STATED EXERCISE: Rewrite every line of all the items below as a numbered list, leaving out any blank lines.

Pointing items
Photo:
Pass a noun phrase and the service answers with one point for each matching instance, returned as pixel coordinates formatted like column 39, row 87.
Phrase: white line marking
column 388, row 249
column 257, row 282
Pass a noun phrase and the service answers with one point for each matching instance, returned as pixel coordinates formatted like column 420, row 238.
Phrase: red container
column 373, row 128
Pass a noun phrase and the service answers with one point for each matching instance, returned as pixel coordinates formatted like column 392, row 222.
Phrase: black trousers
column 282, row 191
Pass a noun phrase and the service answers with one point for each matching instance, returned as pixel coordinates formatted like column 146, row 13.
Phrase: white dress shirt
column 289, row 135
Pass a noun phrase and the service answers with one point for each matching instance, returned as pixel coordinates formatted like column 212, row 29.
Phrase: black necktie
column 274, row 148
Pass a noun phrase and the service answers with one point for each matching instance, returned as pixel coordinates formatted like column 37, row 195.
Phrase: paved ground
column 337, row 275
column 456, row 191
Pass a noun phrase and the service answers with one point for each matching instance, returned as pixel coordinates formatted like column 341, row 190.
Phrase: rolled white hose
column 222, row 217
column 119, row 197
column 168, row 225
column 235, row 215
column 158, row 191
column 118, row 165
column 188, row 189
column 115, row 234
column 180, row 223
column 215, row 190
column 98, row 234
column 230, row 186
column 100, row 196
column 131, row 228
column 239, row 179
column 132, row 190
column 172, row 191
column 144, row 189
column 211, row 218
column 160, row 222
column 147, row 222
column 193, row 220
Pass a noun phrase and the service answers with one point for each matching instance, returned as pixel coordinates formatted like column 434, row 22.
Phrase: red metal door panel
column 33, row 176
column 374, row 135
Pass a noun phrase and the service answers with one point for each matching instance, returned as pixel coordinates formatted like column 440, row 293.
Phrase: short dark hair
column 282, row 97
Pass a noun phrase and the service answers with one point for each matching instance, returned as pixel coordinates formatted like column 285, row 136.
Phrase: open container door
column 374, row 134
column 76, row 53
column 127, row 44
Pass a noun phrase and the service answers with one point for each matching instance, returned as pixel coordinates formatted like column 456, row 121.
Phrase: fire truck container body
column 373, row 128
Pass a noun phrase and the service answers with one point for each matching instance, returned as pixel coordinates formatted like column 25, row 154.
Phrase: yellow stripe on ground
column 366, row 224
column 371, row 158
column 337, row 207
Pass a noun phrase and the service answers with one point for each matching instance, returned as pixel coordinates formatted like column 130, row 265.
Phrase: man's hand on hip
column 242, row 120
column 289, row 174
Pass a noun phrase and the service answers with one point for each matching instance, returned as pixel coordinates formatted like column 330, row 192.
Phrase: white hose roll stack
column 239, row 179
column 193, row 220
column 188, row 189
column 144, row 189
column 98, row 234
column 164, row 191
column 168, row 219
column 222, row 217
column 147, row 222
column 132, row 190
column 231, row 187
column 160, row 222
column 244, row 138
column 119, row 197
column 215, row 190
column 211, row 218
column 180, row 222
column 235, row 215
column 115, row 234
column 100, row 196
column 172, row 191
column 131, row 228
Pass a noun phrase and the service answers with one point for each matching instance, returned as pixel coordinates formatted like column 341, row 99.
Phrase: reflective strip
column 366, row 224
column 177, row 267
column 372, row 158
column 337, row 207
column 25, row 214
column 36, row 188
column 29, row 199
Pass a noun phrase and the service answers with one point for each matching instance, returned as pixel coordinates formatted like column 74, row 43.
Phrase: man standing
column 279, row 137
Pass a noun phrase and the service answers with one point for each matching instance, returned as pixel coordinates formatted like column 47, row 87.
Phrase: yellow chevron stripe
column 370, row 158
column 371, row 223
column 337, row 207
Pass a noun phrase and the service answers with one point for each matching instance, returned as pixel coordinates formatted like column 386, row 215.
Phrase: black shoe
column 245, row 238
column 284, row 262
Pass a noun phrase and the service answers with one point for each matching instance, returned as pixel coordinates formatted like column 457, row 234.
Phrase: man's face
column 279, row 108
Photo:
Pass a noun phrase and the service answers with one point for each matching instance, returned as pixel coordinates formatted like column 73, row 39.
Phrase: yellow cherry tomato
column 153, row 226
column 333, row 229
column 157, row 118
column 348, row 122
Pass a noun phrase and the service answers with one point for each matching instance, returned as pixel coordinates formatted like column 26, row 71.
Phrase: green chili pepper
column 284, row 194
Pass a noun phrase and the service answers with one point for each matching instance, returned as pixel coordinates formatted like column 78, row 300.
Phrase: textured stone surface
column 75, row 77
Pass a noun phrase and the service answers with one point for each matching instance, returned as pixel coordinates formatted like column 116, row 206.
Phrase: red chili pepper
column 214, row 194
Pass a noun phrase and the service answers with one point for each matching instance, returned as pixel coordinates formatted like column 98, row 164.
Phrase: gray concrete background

SOLUTION TO THIS PROBLEM:
1. Photo:
2. Pass a noun phrase and the service answers with one point for each matching instance, returned as pixel coordinates formatted like column 39, row 87.
3. Phrase: white line marking
4. column 388, row 249
5. column 257, row 282
6. Pass a noun phrase and the service answers with one point for each matching instance, returned as pixel coordinates formatted like column 420, row 238.
7. Phrase: red container
8. column 373, row 128
9. Pass a noun phrase and the service answers with one point for each matching instance, returned as pixel coordinates formatted like column 392, row 222.
10. Phrase: black trousers
11. column 282, row 191
12. Pass a noun phrase and the service answers with one point for each matching instance, returned as pixel coordinates formatted like column 146, row 13.
13. Phrase: white dress shirt
14. column 289, row 135
15. Pass a noun phrase and the service answers with one point for each matching instance, returned as pixel coordinates formatted like column 212, row 29.
16. Phrase: black necktie
17. column 274, row 148
18. Pass a noun phrase and the service answers with one point for each matching instance, returned as pixel coordinates formatted like column 37, row 195.
19. Phrase: paved ground
20. column 337, row 275
21. column 456, row 191
22. Pass a noun phrase and the service answers with one point for each matching instance, returned as pixel coordinates formatted like column 341, row 190.
23. Phrase: rolled white hose
24. column 222, row 217
25. column 119, row 197
26. column 168, row 225
27. column 235, row 215
28. column 158, row 191
29. column 118, row 165
30. column 188, row 189
31. column 115, row 234
32. column 180, row 223
33. column 215, row 190
34. column 98, row 234
35. column 230, row 186
36. column 100, row 196
37. column 131, row 228
38. column 239, row 179
39. column 132, row 190
40. column 172, row 191
41. column 144, row 189
42. column 211, row 218
43. column 160, row 222
44. column 147, row 222
45. column 193, row 220
46. Pass a noun phrase and the service answers with one point for each matching instance, returned as pixel coordinates formatted like column 434, row 22.
47. Phrase: red metal door panel
48. column 33, row 176
49. column 374, row 135
50. Pass a noun phrase and the service answers with one point for each matching instance, returned as pixel coordinates formatted like column 440, row 293.
51. Phrase: short dark hair
52. column 282, row 97
53. Pass a noun phrase and the service answers with one point for each matching instance, returned as pixel coordinates formatted like column 285, row 136.
54. Phrase: open container door
55. column 374, row 134
56. column 76, row 53
57. column 127, row 44
58. Pass a noun phrase and the service answers with one point for each matching instance, returned as pixel coordinates formatted like column 456, row 121.
59. Phrase: fire truck container body
60. column 373, row 128
61. Pass a noun phrase and the service answers with one point for each matching instance, returned as pixel coordinates formatted like column 25, row 154.
62. Phrase: yellow stripe on ground
63. column 366, row 224
64. column 371, row 158
65. column 337, row 207
66. Pass a noun phrase and the service answers with one point for each matching instance, returned as pixel coordinates formatted like column 130, row 265.
67. Phrase: man's hand on hip
68. column 242, row 120
69. column 289, row 174
70. Pass a noun phrase and the service answers with one point for each matching instance, returned as pixel coordinates formatted like column 330, row 192.
71. Phrase: white hose roll stack
72. column 239, row 179
73. column 193, row 220
74. column 188, row 189
75. column 144, row 189
76. column 98, row 234
77. column 164, row 191
78. column 168, row 219
79. column 222, row 217
80. column 147, row 222
81. column 132, row 190
82. column 231, row 187
83. column 160, row 222
84. column 244, row 138
85. column 119, row 197
86. column 215, row 190
87. column 211, row 218
88. column 180, row 222
89. column 235, row 215
90. column 115, row 234
91. column 100, row 196
92. column 172, row 191
93. column 131, row 228
94. Pass a noun phrase and the service answers with one point for each matching instance, returned as pixel coordinates formatted like column 341, row 99.
95. Phrase: reflective strip
96. column 366, row 224
97. column 177, row 267
98. column 372, row 158
99. column 337, row 207
100. column 25, row 214
101. column 36, row 188
102. column 29, row 199
103. Pass a noun phrase and the service answers with one point for each matching instance, returned as pixel coordinates formatted like column 74, row 43.
104. Phrase: man standing
105. column 279, row 137
106. Pass a noun phrase and the service answers with one point for each matching instance, returned as pixel coordinates formatted like column 47, row 87.
107. Phrase: yellow chevron stripe
108. column 370, row 158
109. column 371, row 223
110. column 337, row 207
111. Pass a noun phrase and the service answers with one point for each matching instance, returned as pixel coordinates formatted like column 386, row 215.
112. Phrase: black shoe
113. column 245, row 238
114. column 284, row 262
115. Pass a noun phrase and the service answers with one point for each matching instance, returned as pixel coordinates formatted like column 457, row 234.
116. Phrase: man's face
117. column 279, row 108
118. Photo:
119. Pass a noun phrase and the service answers with one point for each matching instance, returned as pixel coordinates formatted like column 73, row 39.
120. Phrase: yellow cherry tomato
121. column 153, row 226
122. column 333, row 229
123. column 157, row 118
124. column 348, row 122
125. Pass a noun phrase and the service answers with one point for each matching instance, returned as pixel coordinates formatted like column 26, row 71.
126. Phrase: green chili pepper
127. column 284, row 194
128. Pass a noun phrase and the service answers with one point for each matching instance, returned as pixel coordinates formatted like column 78, row 300.
129. Phrase: textured stone surface
130. column 75, row 77
131. Pass a noun phrase and the service answers with one point for each matching instance, returned as pixel coordinates formatted like column 116, row 206.
132. Phrase: red chili pepper
133. column 214, row 194
134. Pass a noun phrase and the service answers with one point for each matching instance, returned as pixel coordinates formatted like column 98, row 164.
135. Phrase: gray concrete background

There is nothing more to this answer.